START Available data

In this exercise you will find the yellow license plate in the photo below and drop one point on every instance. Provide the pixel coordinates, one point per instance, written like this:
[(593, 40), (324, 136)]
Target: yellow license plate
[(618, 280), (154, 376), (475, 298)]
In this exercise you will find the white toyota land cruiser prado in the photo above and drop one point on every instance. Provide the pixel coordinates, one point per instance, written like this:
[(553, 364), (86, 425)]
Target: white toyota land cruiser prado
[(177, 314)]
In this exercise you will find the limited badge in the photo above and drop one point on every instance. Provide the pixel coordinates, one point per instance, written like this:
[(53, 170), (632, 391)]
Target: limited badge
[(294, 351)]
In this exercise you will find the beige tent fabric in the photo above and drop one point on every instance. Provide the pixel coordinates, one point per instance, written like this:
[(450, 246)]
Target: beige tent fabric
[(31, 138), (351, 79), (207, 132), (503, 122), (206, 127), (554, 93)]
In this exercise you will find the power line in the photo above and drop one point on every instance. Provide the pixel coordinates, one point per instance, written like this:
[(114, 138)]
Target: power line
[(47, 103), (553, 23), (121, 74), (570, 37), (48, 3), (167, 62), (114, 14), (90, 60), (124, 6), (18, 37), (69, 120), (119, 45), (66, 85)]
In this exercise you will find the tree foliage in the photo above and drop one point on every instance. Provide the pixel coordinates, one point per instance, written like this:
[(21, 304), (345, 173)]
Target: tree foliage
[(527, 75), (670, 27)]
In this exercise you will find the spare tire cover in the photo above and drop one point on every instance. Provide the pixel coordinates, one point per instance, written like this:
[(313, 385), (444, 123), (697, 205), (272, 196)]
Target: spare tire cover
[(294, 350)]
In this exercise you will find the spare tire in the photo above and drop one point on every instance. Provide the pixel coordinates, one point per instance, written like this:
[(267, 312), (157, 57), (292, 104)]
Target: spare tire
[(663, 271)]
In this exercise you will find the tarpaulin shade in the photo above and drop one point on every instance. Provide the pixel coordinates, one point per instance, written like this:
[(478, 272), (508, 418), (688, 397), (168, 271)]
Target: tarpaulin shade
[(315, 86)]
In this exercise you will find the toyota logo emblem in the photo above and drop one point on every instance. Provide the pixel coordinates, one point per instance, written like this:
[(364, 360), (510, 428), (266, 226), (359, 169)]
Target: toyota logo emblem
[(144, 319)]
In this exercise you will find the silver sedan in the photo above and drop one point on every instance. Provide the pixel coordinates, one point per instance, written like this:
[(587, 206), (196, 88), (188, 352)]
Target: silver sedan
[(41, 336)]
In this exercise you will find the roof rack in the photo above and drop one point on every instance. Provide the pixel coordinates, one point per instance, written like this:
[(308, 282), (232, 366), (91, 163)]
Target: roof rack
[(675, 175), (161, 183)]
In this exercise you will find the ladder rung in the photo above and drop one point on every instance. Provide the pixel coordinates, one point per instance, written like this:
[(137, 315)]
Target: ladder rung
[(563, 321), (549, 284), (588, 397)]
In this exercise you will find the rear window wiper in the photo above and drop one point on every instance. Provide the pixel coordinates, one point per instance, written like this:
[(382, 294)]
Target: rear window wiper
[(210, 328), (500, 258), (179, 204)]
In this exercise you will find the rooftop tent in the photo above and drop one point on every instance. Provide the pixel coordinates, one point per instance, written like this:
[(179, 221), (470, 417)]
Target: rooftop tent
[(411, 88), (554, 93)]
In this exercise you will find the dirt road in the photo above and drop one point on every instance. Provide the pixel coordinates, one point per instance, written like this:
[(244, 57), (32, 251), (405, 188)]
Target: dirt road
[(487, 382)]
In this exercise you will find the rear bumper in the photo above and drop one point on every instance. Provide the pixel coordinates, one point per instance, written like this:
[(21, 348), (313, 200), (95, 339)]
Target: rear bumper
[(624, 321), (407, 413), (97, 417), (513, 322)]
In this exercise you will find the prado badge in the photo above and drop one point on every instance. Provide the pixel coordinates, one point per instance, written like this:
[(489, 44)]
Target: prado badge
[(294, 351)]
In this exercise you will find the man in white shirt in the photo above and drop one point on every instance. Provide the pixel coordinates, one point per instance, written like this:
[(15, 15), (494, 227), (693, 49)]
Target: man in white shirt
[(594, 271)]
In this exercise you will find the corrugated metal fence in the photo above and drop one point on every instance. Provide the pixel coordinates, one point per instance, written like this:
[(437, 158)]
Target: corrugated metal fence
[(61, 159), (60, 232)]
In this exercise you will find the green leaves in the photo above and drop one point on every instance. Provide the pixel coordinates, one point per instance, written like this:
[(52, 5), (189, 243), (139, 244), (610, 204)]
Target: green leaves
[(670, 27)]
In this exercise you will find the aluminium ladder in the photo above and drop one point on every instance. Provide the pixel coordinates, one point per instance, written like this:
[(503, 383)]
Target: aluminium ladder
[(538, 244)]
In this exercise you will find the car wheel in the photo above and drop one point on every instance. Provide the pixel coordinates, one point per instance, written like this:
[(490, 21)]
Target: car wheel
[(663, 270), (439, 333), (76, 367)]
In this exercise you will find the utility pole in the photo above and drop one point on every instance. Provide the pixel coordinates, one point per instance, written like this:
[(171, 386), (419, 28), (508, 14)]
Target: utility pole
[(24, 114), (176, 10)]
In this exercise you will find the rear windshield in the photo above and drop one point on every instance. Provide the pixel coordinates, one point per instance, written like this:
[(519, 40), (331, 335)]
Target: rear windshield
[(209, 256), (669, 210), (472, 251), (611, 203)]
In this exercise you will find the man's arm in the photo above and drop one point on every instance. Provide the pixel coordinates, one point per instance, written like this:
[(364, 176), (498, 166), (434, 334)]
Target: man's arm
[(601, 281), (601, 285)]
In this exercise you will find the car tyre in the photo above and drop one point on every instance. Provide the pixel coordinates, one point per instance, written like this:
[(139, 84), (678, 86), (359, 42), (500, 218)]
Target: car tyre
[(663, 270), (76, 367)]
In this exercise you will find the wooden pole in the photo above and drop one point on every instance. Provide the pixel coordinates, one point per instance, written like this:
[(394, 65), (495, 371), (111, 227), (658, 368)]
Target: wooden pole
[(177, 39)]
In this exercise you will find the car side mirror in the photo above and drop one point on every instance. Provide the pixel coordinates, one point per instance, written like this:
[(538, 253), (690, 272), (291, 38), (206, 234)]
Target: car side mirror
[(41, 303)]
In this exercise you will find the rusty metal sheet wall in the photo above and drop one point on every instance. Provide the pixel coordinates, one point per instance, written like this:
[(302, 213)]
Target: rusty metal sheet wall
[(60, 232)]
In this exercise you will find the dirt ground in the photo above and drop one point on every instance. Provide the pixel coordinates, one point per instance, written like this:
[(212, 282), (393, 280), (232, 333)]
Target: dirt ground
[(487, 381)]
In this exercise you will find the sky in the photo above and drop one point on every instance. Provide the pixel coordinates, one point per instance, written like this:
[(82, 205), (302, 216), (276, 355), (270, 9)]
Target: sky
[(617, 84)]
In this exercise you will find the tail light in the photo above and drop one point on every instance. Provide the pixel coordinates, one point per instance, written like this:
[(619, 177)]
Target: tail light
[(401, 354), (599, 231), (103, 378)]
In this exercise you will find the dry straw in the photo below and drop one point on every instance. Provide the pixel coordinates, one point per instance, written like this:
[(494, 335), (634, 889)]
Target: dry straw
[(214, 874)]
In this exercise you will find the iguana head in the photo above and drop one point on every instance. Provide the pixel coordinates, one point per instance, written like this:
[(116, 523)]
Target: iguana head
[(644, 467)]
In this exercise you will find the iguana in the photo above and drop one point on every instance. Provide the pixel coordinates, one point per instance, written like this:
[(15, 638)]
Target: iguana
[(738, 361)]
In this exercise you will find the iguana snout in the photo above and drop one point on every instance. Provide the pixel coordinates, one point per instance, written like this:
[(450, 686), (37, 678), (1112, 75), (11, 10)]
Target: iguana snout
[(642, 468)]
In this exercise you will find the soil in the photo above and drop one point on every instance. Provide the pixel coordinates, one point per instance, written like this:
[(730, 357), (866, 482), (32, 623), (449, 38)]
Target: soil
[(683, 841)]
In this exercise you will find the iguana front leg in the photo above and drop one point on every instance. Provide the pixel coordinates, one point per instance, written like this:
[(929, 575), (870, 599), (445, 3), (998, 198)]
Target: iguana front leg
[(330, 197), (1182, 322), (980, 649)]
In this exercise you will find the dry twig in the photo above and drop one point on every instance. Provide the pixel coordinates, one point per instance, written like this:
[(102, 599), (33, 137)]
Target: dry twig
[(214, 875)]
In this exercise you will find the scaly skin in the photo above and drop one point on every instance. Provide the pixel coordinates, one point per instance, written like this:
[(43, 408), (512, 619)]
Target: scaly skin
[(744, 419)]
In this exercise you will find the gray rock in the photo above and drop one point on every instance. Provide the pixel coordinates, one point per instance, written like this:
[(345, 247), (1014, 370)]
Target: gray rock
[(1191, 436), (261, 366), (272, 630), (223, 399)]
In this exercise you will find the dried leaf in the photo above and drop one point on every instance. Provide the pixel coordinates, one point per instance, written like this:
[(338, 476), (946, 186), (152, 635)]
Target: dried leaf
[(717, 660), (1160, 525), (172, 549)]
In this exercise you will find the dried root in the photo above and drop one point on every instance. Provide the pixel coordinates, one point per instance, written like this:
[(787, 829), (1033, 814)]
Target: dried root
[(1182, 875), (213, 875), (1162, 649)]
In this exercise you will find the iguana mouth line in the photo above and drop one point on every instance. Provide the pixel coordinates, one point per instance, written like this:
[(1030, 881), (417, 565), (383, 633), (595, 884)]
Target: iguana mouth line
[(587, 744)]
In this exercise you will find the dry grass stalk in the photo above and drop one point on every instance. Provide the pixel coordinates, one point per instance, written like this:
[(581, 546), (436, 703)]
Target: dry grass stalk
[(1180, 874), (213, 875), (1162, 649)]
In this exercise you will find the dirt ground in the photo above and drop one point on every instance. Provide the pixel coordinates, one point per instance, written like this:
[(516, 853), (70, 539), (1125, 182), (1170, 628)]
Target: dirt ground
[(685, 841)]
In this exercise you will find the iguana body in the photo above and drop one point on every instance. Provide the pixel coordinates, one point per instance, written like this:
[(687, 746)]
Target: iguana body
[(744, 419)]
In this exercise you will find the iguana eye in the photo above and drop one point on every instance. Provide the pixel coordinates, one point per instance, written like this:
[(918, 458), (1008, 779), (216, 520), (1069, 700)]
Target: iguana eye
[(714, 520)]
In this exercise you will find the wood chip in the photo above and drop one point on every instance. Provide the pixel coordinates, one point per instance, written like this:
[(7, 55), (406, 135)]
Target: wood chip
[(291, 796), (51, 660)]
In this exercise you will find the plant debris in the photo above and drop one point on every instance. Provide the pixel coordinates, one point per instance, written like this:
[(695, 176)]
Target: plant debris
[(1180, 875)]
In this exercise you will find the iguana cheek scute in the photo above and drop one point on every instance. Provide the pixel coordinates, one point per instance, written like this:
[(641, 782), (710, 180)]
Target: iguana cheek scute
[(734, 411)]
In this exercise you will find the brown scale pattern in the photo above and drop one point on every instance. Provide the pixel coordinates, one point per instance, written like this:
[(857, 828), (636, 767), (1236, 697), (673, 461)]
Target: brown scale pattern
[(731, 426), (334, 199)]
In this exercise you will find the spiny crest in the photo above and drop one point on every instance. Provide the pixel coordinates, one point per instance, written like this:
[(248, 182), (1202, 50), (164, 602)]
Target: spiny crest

END Available data

— Task details —
Copy the stretch of the records above that runs from the line with "In this exercise you will find the man's" through the line with "[(494, 335), (634, 889)]". Both end lines belong in the copy, and nothing else does.

— Answer section —
In this exercise you will find the man's arm in the photo above and drop one point on every instance. Provide the pixel coordinates, one point per instance, written like this:
[(364, 176), (498, 166), (434, 334)]
Target: man's arm
[(601, 281), (601, 285)]
In this exercise you will find the car tyre in the photo above and drop one point on every instance. Provide the pixel coordinates, one point per instance, written like this:
[(139, 84), (678, 86), (359, 42), (500, 218)]
Target: car tyre
[(663, 270), (76, 367)]
In this exercise you will find the wooden pole in the photo above and drop one point on every instance. Provide the pixel coordinates, one point per instance, written like this:
[(394, 65), (495, 371), (111, 227), (658, 368)]
Target: wooden pole
[(177, 39)]
In this exercise you will find the car side mirror in the photo above and drop one point on every instance. Provide the pixel coordinates, one point per instance, written like this:
[(538, 253), (690, 272), (291, 38), (206, 234)]
Target: car side mirror
[(41, 303)]
In this exercise you will find the rusty metal sheet wall in the photo above and drop one point on every instance. Provide the pixel coordinates, one point per instance, written like this:
[(302, 213)]
Target: rusty metal sheet wall
[(60, 232)]
In this exercise you will find the dirt ground in the photo above and drop one point on every instance. Provide the pixel coordinates, one point per instance, written like this:
[(212, 282), (393, 280), (232, 333)]
Target: dirt ground
[(487, 381)]
In this exercise you will find the sky in the photo above and drop one point on every instance. Provide the pixel coordinates, one point per instance, written like this:
[(82, 205), (302, 216), (276, 355), (270, 9)]
Target: sky
[(617, 84)]
In this exercise you will find the tail light in the photo above and drop one point on every instance. Provide the pixel coordinates, one point per instance, written like this:
[(619, 177)]
Target: tail light
[(401, 354), (599, 231), (103, 378)]
In this exercise you will find the dry straw in the photo below and drop one point on every instance. Provide the pixel coordinates, one point per instance, written like this:
[(494, 335), (634, 889)]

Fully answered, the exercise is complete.